▸ WHAT TO WORK ON: Copy out the items from the line containing "segment: man sitting in boat" through the line containing "226 96 L 226", including both of those lines, and reproduce them character for character.

++++

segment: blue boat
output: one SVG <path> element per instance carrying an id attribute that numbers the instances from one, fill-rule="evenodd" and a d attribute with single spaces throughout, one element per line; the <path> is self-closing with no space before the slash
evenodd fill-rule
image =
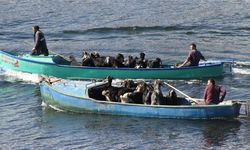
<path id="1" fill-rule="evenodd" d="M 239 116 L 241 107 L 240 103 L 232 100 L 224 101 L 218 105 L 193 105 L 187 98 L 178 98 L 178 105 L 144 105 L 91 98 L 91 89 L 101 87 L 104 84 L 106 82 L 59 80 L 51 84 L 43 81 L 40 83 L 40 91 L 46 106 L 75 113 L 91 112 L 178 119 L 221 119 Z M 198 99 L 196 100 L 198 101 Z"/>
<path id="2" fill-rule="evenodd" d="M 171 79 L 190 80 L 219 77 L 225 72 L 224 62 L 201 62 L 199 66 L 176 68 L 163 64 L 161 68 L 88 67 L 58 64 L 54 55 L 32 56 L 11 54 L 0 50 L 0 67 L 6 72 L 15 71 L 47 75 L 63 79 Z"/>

++++

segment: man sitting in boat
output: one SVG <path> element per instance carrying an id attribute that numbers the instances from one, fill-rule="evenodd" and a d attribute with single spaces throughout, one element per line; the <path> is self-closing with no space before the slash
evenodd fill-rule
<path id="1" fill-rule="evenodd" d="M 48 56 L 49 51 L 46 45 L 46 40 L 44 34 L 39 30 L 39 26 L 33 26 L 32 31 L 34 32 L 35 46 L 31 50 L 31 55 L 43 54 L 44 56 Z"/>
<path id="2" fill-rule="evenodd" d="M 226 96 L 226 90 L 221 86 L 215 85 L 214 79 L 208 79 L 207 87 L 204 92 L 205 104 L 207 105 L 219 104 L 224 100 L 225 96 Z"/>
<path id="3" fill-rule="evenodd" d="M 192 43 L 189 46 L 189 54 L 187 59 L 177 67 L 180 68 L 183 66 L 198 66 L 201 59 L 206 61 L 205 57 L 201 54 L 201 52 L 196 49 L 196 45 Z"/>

++++

▸ SOLUTION TO THE PROBLEM:
segment: man sitting in boat
output: one SVG <path> element per instance carrying an id attribute that numbers the instances from one, fill-rule="evenodd" and a d attribute with single spaces throughout, one element per line; the <path> is self-closing with no space before the slash
evenodd fill-rule
<path id="1" fill-rule="evenodd" d="M 48 56 L 49 51 L 46 45 L 46 40 L 44 34 L 39 30 L 39 26 L 33 26 L 32 31 L 34 32 L 35 46 L 31 50 L 31 55 L 43 54 L 44 56 Z"/>
<path id="2" fill-rule="evenodd" d="M 226 96 L 226 90 L 221 86 L 215 85 L 214 79 L 208 79 L 207 87 L 204 92 L 205 104 L 207 105 L 219 104 L 224 100 L 225 96 Z"/>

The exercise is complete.